§ List of tasks
1 - In the passage on Wyvern St Edmund's, rewrite everything from "In 1995, the" down to "Wiltshire College Salisbury.", replacing "Wyvern College" with "Wyvern School".
2 - According to the passage on Wyvern St Edmund's, under what name did the school open in 1972?

§ Text passage
Wyvern St Edmund's is a coeducational secondary school located in Laverstock, near Salisbury in the English county of Wiltshire.

History
The school opened in 1972 as Highbury Secondary School, as a replacement for Highbury Avenue secondary modern school which was in a 1930s building at Highbury Avenue, Fisherton Anger, Salisbury. By 1994 there were 530 on the school roll.

In 1995, the school was renamed Wyvern College. Under the specialist schools programme of the 1990s and 2000s it was a Technology College, teaching all subjects but with emphasis on Science, Mathematics, Technology and Communications Technology; it operated in partnership with Wiltshire College Salisbury.

In 2003 the school assumed Voluntary Aided status and became a Church of England school. In April 2017, Wyvern College converted to academy status and joined the adjacent St Edmund's Girls' School in the Magna Learning Partnership, a multi-academy trust. From September 2018 the two schools operated as a single mixed school called Wyvern St Edmunds, pooling their leadership, staff and buildings, although retaining their separate legal identities.

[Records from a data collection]
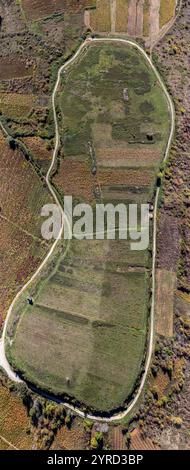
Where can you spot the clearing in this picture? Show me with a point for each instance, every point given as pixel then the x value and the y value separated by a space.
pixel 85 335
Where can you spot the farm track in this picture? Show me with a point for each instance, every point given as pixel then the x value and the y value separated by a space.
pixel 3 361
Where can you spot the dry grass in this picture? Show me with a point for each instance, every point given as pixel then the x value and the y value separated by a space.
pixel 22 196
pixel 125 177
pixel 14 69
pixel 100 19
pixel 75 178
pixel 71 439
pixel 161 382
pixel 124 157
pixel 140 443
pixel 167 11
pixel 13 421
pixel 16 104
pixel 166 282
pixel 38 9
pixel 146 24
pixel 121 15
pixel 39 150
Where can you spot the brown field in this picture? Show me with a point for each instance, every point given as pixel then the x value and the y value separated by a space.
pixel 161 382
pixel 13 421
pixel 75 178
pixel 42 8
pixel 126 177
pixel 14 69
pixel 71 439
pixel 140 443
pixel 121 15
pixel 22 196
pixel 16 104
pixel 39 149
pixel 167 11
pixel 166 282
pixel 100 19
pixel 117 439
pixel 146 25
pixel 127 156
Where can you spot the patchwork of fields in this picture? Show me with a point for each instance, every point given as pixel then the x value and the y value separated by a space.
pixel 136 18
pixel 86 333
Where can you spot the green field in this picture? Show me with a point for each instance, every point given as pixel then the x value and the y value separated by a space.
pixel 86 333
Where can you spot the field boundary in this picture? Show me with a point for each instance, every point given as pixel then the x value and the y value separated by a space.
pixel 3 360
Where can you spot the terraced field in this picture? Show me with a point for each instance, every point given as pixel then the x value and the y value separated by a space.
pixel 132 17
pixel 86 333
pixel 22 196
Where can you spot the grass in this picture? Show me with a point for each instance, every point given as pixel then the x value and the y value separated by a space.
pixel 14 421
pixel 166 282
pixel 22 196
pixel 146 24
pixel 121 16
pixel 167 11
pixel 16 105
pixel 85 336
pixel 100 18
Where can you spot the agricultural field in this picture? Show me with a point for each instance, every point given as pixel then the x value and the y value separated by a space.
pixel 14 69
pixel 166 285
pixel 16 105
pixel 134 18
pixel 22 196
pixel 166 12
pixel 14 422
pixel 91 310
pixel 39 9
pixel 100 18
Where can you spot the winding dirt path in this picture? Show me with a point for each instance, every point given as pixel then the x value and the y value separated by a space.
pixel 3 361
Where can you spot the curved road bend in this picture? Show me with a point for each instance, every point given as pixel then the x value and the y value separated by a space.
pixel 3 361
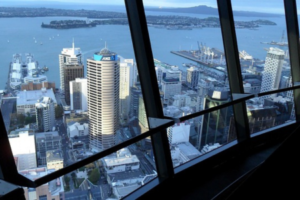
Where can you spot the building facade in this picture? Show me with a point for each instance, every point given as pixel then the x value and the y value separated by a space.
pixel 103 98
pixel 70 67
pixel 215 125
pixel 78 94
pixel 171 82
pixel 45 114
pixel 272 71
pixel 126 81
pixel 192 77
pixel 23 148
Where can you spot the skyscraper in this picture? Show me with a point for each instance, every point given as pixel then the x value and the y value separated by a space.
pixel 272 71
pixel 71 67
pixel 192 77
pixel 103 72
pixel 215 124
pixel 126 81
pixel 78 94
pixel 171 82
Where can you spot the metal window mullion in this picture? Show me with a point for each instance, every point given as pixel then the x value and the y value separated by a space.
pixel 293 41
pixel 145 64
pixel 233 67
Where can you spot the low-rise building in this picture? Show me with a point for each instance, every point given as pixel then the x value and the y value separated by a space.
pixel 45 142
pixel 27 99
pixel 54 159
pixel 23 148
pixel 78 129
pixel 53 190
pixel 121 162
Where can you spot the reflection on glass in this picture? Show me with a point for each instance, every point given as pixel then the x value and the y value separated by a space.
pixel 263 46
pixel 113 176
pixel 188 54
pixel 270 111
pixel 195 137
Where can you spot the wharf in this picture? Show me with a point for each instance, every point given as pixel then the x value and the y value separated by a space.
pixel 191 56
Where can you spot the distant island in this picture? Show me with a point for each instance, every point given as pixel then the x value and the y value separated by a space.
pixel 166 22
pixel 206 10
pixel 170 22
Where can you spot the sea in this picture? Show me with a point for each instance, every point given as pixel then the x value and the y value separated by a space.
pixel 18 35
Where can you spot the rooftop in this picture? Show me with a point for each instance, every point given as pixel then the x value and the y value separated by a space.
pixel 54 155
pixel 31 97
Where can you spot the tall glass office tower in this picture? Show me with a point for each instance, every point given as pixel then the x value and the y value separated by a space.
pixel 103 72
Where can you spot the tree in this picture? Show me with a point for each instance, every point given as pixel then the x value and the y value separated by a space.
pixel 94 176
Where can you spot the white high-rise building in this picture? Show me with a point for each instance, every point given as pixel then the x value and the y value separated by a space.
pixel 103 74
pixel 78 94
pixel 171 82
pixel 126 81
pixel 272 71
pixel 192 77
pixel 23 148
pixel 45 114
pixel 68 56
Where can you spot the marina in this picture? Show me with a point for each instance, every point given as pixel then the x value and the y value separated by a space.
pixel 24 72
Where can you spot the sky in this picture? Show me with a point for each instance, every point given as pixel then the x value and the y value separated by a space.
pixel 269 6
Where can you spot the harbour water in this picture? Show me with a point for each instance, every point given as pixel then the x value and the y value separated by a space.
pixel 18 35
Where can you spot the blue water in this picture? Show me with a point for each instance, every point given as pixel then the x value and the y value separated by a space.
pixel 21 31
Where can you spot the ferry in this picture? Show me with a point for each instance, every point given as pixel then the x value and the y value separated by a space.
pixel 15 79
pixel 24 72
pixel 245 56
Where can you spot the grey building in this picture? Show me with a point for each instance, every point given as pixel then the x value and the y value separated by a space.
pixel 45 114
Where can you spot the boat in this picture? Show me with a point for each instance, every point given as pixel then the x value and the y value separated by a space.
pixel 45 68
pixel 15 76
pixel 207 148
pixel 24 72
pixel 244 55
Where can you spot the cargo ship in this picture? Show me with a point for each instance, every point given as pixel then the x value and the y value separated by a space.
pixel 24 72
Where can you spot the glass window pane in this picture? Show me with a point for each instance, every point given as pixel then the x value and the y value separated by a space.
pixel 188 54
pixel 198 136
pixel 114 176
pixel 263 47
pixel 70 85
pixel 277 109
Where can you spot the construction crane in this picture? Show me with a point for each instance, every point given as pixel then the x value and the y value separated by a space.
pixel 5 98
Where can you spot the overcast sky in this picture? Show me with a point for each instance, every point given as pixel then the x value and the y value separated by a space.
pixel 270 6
---
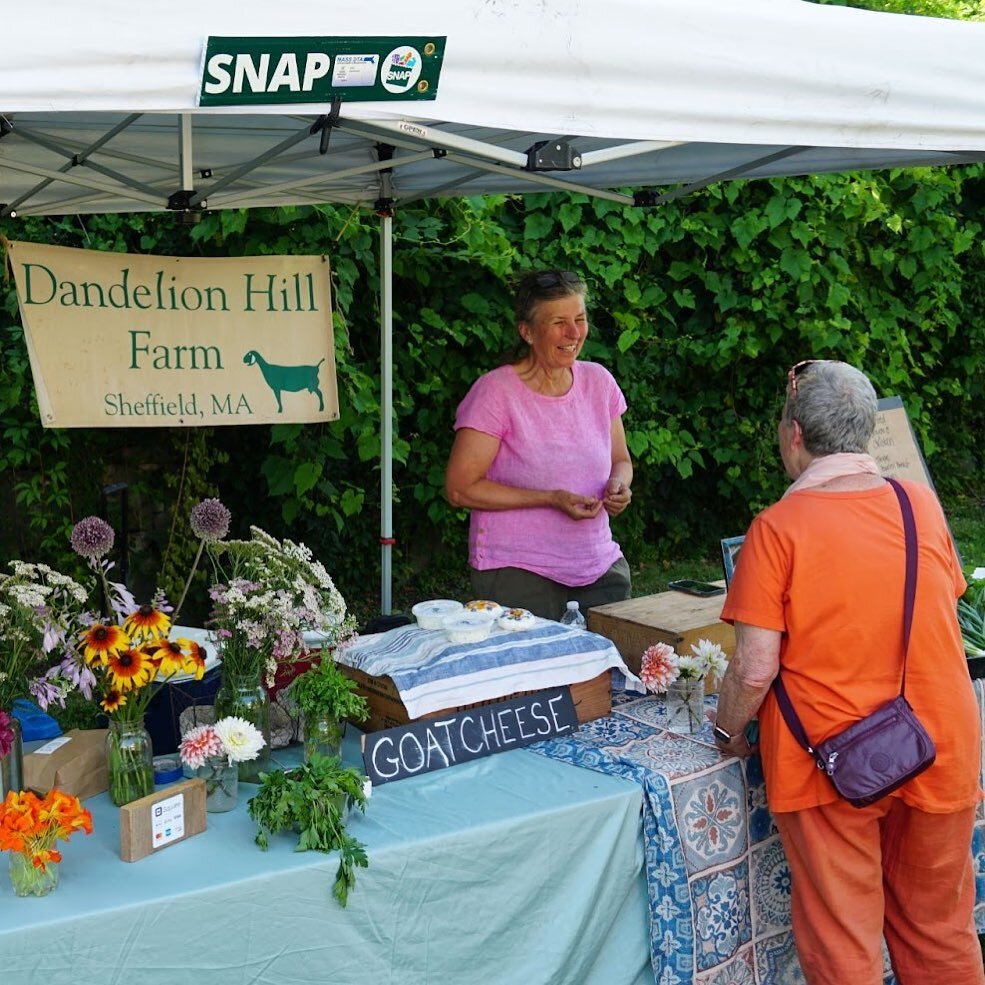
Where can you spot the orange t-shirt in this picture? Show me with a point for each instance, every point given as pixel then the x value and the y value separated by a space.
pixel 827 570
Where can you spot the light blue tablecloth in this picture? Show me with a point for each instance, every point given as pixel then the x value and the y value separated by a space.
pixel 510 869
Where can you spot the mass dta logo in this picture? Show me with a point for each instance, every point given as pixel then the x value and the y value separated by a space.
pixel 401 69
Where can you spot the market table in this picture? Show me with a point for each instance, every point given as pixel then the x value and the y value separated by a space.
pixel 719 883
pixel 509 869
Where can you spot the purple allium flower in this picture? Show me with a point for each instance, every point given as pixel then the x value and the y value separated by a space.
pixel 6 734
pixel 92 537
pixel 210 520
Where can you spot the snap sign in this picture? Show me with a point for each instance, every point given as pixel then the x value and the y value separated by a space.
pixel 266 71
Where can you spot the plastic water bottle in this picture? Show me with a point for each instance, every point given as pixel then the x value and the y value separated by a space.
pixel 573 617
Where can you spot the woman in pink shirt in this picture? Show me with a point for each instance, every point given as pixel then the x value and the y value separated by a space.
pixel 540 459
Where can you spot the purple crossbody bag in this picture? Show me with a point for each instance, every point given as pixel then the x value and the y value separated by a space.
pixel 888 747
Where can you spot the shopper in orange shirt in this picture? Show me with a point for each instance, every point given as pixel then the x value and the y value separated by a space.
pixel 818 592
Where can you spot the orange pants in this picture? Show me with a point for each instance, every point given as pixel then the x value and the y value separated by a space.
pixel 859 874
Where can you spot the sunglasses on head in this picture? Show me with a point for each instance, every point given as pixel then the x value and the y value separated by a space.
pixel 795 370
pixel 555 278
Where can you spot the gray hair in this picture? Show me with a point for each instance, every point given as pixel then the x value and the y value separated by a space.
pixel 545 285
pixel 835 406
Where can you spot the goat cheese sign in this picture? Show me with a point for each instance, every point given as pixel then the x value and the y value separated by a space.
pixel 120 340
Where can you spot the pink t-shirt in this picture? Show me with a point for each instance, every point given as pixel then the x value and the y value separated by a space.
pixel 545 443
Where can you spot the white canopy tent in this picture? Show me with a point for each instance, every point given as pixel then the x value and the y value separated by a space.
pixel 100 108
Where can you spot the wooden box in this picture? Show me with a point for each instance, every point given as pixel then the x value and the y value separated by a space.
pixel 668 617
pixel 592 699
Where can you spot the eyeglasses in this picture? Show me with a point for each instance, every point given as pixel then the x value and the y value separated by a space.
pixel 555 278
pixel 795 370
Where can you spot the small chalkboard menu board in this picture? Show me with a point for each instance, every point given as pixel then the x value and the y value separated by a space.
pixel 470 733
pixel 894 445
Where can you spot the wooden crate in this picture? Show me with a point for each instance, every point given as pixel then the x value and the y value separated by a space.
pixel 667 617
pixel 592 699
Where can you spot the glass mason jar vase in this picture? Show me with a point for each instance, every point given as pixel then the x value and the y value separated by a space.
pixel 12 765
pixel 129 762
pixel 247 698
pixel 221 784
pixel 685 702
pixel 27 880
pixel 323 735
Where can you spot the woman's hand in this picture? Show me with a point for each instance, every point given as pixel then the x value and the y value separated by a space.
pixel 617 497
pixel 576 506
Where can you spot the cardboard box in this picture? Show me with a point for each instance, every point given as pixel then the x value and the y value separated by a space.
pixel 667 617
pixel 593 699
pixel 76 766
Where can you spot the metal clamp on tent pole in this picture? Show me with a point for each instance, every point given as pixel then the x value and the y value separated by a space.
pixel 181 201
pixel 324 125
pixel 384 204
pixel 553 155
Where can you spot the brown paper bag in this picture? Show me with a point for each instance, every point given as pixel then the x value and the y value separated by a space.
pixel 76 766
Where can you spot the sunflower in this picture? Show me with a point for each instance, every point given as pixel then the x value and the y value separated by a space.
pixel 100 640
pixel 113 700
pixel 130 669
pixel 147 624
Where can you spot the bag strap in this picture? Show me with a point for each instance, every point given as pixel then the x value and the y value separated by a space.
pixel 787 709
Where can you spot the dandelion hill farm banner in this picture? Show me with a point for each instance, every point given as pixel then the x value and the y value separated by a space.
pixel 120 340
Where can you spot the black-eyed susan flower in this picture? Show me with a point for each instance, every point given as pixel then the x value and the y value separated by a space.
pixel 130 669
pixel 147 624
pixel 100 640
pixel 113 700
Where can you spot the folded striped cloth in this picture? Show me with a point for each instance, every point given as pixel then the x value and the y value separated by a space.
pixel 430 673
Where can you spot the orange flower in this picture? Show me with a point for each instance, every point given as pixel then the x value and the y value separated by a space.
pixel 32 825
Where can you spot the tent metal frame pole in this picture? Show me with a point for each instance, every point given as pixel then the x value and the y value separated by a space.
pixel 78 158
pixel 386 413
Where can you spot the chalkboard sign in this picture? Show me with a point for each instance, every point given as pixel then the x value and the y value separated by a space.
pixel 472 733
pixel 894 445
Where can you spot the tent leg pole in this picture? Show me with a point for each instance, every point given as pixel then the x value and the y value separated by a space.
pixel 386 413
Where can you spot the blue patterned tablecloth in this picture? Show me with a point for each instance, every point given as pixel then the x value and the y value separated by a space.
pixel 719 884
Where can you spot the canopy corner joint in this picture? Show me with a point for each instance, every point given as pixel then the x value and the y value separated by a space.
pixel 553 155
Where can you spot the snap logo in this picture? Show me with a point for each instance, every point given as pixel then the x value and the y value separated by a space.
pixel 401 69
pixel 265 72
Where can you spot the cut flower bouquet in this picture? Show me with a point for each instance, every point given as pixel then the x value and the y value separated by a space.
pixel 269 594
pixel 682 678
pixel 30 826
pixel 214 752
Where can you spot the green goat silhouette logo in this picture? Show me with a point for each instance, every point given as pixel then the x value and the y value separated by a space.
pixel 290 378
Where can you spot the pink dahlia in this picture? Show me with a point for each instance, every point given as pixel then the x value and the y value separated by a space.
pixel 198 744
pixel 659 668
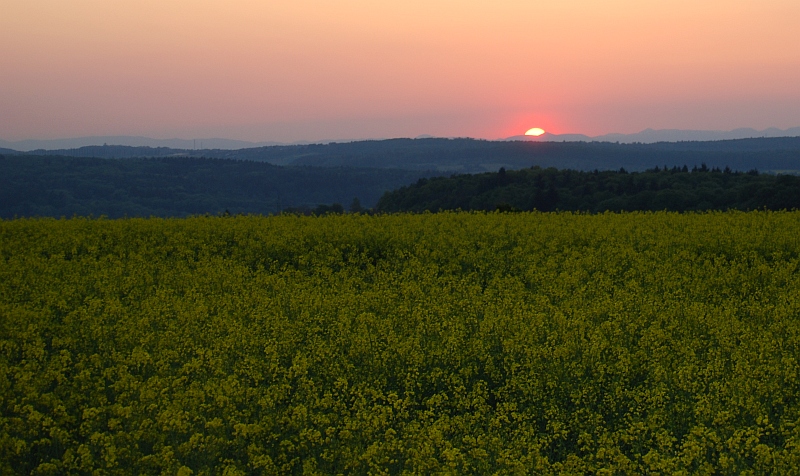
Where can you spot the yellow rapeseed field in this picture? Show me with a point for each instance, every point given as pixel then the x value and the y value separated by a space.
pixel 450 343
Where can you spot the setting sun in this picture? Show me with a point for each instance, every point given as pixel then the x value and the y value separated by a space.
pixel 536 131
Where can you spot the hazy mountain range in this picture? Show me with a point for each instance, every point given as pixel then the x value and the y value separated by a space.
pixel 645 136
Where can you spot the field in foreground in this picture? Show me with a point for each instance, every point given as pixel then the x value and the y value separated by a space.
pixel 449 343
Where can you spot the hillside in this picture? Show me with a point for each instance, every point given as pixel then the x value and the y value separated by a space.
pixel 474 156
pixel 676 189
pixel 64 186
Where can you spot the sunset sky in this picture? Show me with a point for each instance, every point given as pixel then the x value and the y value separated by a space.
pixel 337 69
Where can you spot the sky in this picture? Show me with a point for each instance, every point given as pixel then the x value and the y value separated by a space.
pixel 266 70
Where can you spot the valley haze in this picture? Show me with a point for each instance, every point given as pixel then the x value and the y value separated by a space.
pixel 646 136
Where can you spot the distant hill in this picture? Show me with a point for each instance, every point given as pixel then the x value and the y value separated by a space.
--
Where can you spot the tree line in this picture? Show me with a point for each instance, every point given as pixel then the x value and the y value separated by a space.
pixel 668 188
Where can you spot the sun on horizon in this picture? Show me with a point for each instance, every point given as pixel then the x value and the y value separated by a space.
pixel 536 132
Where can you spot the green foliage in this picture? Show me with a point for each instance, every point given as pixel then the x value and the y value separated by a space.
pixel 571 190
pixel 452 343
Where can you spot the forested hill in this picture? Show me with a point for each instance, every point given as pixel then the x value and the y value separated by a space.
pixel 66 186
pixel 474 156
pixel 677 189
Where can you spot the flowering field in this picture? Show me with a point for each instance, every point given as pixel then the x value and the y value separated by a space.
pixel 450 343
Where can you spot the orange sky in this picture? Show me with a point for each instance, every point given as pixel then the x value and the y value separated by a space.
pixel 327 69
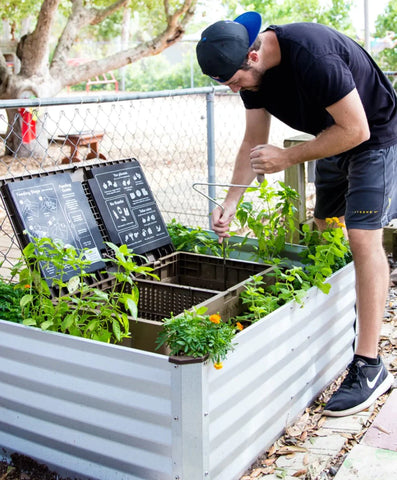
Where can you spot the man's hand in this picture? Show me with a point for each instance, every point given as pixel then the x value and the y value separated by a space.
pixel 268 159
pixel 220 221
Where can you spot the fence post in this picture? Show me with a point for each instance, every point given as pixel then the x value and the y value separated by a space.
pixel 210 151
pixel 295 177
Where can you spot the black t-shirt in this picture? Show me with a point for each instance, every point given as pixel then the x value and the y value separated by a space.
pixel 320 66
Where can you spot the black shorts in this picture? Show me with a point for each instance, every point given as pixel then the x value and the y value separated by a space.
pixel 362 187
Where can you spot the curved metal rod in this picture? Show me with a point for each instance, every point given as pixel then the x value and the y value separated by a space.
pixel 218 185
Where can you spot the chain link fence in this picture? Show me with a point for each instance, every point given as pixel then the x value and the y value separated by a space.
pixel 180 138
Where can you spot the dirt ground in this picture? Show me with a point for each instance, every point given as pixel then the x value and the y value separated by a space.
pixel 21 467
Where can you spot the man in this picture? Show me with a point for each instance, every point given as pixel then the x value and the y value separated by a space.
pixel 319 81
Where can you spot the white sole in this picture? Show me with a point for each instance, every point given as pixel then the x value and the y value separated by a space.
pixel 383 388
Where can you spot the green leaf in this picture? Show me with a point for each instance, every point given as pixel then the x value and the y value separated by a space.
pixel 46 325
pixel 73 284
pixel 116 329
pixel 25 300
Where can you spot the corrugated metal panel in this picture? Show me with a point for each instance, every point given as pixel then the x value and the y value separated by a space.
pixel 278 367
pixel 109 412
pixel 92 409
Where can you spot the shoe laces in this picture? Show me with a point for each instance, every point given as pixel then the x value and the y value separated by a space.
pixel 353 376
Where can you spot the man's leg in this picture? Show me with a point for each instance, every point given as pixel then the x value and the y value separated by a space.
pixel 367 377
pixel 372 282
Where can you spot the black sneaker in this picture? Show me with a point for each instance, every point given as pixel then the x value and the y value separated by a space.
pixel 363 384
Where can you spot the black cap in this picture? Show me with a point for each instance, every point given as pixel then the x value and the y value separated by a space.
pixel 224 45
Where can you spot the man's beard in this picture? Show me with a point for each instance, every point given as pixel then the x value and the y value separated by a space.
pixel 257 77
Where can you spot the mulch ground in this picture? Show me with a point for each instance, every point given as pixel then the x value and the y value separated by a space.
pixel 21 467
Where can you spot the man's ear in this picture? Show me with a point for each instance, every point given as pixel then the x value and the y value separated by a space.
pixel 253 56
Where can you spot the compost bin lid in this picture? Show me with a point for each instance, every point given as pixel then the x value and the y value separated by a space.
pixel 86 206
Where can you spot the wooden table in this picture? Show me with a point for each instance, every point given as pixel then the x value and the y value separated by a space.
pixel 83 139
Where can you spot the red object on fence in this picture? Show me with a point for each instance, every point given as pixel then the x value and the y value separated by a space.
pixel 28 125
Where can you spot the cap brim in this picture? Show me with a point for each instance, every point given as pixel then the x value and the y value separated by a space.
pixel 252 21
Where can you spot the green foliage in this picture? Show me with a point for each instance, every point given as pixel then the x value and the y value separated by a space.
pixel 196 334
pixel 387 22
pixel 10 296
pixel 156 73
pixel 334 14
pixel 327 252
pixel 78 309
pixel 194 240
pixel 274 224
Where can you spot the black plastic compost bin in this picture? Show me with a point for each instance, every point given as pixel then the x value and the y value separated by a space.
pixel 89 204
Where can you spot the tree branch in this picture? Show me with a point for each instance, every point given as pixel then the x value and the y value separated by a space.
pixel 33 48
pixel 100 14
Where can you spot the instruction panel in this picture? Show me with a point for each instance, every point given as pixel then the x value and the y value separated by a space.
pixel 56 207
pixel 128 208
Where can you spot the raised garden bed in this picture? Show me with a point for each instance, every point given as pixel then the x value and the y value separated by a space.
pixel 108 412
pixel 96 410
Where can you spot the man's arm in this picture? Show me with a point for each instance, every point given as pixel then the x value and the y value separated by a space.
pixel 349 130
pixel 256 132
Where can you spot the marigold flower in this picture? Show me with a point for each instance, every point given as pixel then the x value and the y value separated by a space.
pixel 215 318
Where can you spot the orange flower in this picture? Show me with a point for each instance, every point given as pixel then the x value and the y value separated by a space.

§ Full solutions
1 -
In 1995, the school was renamed Wyvern School. Under the specialist schools programme of the 1990s and 2000s it was a Technology College, teaching all subjects but with emphasis on Science, Mathematics, Technology and Communications Technology; it operated in partnership with Wiltshire College Salisbury.

2 - Highbury Secondary School